▶ GOAL OF THE EXERCISE
Copy every entry word for word, but skip the pictures.

▶ EXERCISE INPUT
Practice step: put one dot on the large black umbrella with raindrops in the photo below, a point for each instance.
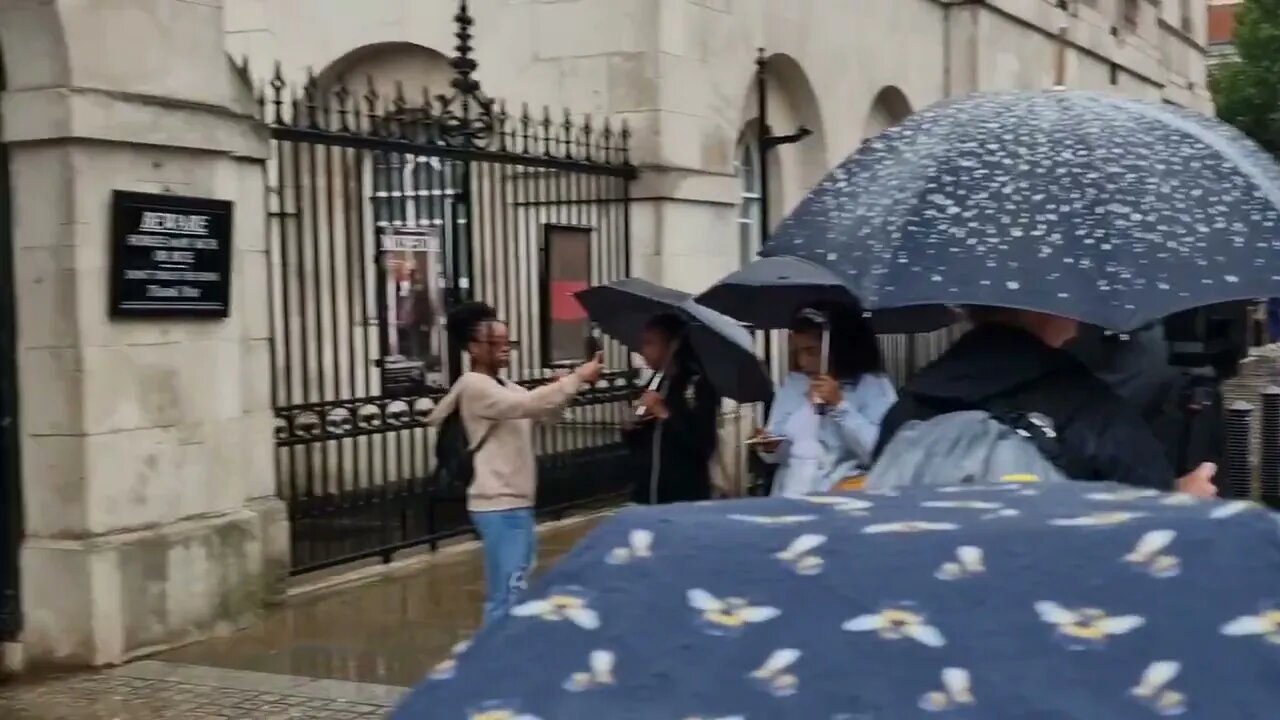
(769, 292)
(1110, 210)
(721, 343)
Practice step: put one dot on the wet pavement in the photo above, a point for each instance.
(343, 655)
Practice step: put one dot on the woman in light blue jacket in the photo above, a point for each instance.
(822, 428)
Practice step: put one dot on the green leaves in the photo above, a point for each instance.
(1247, 91)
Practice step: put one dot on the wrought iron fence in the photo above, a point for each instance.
(383, 213)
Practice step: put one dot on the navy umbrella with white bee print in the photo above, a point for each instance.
(1110, 210)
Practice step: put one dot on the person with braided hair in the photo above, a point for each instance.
(498, 418)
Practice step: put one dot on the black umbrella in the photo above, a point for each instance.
(1110, 210)
(769, 292)
(723, 347)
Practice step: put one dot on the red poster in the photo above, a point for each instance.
(565, 306)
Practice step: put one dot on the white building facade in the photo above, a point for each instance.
(146, 466)
(680, 72)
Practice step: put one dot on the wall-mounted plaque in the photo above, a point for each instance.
(170, 255)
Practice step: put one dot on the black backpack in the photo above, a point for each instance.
(455, 458)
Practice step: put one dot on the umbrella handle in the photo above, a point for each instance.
(657, 382)
(823, 367)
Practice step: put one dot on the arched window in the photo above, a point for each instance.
(750, 196)
(415, 190)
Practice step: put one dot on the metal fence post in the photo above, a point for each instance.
(1270, 442)
(1238, 479)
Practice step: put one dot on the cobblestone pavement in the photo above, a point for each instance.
(165, 691)
(347, 655)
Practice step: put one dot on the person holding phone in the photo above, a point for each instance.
(673, 433)
(498, 417)
(823, 427)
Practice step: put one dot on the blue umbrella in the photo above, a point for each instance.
(622, 308)
(1000, 601)
(1110, 210)
(769, 292)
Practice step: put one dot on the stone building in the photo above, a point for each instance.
(1221, 30)
(140, 500)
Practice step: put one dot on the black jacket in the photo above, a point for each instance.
(685, 441)
(1138, 370)
(1002, 369)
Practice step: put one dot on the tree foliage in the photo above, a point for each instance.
(1247, 90)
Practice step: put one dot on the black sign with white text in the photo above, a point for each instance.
(170, 255)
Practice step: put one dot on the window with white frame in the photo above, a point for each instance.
(750, 196)
(415, 190)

▶ REPLY
Practice step: put one dot on the large black umbrella with raindrops in the photo below, a point for each instance.
(769, 292)
(1110, 210)
(721, 343)
Practice step: put one dot on the wet pavement in the photo above, a point for each instance.
(343, 655)
Practice step: put one dot on the woman in light blue jacket in the photo above, a point for each instance.
(822, 428)
Practice step: put one dot on the green leaves in the photo above, a point for each instance.
(1247, 91)
Practice step: put one dot on the wrought iron fence in the photo above, a point for each instance.
(383, 213)
Practice step: put one dot on the navy umbrella with white bee print in the photo above, a point for each instance.
(1110, 210)
Practice step: put one dot on the person with braided hair in the photo above, a point for each instance.
(498, 418)
Practice step: put one dot on the black umbrella in the photo above, a point for each instance.
(1110, 210)
(769, 292)
(723, 347)
Practice step: put one dot on the red poster in the photo above, a point for each instance.
(565, 306)
Practice step: put one dot on the white building facade in the photo above, a point for each instance.
(146, 466)
(680, 72)
Practice step: put one dot on the wall-mounted plaque in the photo above, a point for each instance.
(170, 255)
Practice step: put one dot on the black backpack in the photo above, a point for each instance.
(455, 458)
Practice step: put one dot on the umbrella handle in the photo above, a point for each instance.
(657, 382)
(823, 367)
Practice step: put one dot on the arched window in the photo above, a point for each instance.
(750, 196)
(415, 190)
Practice step: put one dot on the metal fence post in the photo above, a point for each instance.
(1270, 442)
(1238, 479)
Practice step: put one dot on the cobblestone pavement in the photo above, a point for each instance.
(165, 691)
(347, 655)
Practice step: put one dot on the person holding phone in the photo above, a point for each instance.
(673, 433)
(498, 417)
(823, 427)
Practice step: put one dot on the blue umbrella in the photo above, a point for each instance.
(622, 308)
(1000, 601)
(1110, 210)
(769, 292)
Practice step: put one dot on the stone building in the photo above, a point for each instance.
(1221, 30)
(140, 500)
Practice step: put one dot on the black jacket in the photo above, a point for each instance.
(685, 441)
(1138, 370)
(1002, 369)
Practice step: put one dot on the tree foliage in the photo above, a point for each instance.
(1247, 90)
Practice step: put one dot on the black sign with white text in the photo above, a point for each instance.
(170, 255)
Practice step: put one dot on the window with white frame in the photo above, a point for each instance.
(750, 196)
(415, 190)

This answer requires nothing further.